#### [Activities]
- A) In the GS1 versus HIBCC post, rewrite everything from "I served on" down to "industry, one country.", substituting "history" for "track record".
- B) List every span of time mentioned in the GS1 versus HIBCC post.

#### [Extract to read]
++++++++
Will this war ever end as long as both sides are still standing?  Maybe.  If HIBCC is to survive they will have to find a way to co-exist with GS1 standards.  I have an idea that could remove part of the wedge that seems to force companies to think they have to align with one standards company or the other.  I’ll share my idea in a future post.  (See that future post at Masterpiece: GS1 Tag Data Standard 1.5.)

3 thoughts on “WAR: GS1 Vs. HIBCC”

  1. The real differentiator has been, “what is each group’s scope and track record?” HIBCC’s focus for the last 27yrs has been primarily U.S.A. and healthcare. GS1’s is global, and not limited to just healthcare.

    I served on a HIBCC committee 8 years ago, and was discouraged by its lack of ability to expand on its existing reach within the continuum of the healthcare supply chain and limited impact. Over the last couple years I’ve served on 3 GS1 committees and workgroups, including global pharmacy and U.S. healthcare, and am impressed with the groups foresight and dynamics.

    Truth is, more companies are willing to invest significant time and support with GS1 because of it’s proven track record, and because it’s one set of standards for the whole planet. Multi-national companies don’t gain as many efficiencies if they’re required to participate with dozens-and-dozens of standards group across dozens-and-dozens of countries, like with HIBCC whose focus is primarily one industry, one country.
++++++++
(Stored data entries)

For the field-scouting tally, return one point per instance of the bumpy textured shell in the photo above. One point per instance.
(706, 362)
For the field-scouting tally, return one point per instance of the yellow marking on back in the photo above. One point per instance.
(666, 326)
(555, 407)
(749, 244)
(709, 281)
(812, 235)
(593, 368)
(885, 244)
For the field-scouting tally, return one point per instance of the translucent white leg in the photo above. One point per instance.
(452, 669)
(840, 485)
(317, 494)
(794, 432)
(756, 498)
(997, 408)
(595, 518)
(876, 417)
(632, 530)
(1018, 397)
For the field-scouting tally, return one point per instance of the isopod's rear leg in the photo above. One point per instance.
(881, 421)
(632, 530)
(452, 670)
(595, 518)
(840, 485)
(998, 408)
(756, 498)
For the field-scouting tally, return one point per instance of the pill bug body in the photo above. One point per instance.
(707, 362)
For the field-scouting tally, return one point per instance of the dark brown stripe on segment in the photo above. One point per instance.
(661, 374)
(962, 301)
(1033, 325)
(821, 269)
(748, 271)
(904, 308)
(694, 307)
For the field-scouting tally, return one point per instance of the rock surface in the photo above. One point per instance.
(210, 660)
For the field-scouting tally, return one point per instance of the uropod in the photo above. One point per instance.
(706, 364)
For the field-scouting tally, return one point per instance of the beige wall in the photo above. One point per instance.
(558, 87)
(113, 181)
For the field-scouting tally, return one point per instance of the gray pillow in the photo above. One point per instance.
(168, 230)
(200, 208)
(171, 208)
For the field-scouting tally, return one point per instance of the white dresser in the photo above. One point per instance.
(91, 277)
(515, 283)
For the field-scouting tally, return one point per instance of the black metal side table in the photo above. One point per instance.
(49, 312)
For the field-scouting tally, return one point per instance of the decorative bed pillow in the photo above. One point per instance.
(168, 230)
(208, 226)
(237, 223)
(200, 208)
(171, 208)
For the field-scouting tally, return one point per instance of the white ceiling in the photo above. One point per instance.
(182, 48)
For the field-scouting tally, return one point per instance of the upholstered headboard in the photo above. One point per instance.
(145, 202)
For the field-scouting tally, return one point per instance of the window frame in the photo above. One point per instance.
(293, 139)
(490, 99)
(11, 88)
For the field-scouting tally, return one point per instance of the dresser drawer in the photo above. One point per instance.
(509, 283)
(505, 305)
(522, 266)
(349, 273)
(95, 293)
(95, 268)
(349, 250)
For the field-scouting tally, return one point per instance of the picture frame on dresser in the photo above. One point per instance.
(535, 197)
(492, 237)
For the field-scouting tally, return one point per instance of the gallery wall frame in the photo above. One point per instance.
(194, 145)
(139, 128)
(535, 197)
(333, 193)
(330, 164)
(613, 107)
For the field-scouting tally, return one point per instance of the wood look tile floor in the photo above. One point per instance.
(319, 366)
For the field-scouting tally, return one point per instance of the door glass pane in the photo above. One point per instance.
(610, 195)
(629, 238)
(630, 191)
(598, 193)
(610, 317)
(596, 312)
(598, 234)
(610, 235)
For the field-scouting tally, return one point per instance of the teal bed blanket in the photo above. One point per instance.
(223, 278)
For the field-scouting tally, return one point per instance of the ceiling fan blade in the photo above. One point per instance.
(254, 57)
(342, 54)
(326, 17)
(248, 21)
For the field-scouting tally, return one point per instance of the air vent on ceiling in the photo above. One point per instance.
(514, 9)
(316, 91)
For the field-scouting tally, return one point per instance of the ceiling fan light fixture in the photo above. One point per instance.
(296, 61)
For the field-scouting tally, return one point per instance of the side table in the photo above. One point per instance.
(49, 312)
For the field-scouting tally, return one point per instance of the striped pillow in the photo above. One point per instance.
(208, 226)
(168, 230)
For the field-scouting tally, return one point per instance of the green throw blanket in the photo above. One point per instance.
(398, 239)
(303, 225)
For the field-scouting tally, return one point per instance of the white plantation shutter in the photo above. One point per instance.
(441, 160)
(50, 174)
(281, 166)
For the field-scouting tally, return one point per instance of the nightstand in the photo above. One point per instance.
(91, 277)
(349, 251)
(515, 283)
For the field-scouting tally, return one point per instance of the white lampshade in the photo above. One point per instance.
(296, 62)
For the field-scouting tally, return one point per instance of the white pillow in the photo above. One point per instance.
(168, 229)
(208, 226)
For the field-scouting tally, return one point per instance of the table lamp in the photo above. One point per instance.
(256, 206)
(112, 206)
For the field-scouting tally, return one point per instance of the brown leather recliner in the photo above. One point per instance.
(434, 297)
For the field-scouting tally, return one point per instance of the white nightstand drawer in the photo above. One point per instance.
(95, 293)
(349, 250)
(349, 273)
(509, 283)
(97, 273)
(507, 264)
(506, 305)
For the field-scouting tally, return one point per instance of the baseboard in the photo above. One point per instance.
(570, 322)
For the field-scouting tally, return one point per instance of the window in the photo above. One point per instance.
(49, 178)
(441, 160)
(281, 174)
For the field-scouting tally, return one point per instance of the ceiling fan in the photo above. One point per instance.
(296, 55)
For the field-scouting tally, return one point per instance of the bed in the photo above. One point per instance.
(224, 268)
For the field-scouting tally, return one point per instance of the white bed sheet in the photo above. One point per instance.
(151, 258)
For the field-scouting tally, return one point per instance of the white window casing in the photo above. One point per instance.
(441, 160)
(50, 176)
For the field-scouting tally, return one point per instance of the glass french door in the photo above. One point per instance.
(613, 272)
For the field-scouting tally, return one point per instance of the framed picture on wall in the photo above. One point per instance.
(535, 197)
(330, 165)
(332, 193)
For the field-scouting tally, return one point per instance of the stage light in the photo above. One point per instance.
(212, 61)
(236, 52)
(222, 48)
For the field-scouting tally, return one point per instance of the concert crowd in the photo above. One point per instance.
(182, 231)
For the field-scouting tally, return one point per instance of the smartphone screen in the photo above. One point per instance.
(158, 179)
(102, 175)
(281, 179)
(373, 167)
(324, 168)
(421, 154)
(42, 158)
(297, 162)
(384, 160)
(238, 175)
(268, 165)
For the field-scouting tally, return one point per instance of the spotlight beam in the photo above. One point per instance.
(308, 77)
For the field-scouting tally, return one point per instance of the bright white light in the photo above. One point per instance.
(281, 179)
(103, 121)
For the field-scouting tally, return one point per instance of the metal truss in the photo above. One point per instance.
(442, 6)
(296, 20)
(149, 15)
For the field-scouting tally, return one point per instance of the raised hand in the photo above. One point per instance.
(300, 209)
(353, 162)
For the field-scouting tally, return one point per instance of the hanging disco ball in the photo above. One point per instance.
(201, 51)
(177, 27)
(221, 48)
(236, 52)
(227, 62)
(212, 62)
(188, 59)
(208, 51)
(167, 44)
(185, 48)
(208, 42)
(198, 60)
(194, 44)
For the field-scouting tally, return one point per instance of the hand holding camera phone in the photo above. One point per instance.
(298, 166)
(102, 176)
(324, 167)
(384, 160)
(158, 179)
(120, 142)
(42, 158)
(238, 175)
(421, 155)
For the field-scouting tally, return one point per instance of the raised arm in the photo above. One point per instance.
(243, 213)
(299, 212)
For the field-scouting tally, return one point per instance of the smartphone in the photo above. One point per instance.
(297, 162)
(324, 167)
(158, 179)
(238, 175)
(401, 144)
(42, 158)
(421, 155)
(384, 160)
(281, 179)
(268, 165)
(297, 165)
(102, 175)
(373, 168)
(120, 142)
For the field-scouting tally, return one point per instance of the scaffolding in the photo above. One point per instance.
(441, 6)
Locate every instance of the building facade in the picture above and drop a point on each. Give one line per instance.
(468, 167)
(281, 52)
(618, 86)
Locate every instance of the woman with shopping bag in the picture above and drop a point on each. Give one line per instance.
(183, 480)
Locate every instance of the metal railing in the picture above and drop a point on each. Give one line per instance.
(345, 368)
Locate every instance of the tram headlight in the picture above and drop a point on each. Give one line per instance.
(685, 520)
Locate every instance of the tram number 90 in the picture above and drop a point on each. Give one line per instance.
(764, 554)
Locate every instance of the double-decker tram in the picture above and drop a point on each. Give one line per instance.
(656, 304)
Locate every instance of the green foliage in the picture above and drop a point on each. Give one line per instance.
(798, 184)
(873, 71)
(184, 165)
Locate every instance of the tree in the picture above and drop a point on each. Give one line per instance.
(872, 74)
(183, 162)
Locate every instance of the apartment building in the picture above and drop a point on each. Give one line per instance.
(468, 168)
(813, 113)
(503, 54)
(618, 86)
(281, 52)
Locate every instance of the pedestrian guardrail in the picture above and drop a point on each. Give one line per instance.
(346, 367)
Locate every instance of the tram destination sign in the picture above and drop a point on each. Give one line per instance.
++++++++
#### [Expected responses]
- A)
I served on a HIBCC committee 8 years ago, and was discouraged by its lack of ability to expand on its existing reach within the continuum of the healthcare supply chain and limited impact. Over the last couple years I’ve served on 3 GS1 committees and workgroups, including global pharmacy and U.S. healthcare, and am impressed with the groups foresight and dynamics.

    Truth is, more companies are willing to invest significant time and support with GS1 because of it’s proven history, and because it’s one set of standards for the whole planet. Multi-national companies don’t gain as many efficiencies if they’re required to participate with dozens-and-dozens of standards group across dozens-and-dozens of countries, like with HIBCC whose focus is primarily one industry, one country.

- B)
- the last 27yrs
- 8 years ago
- the last couple years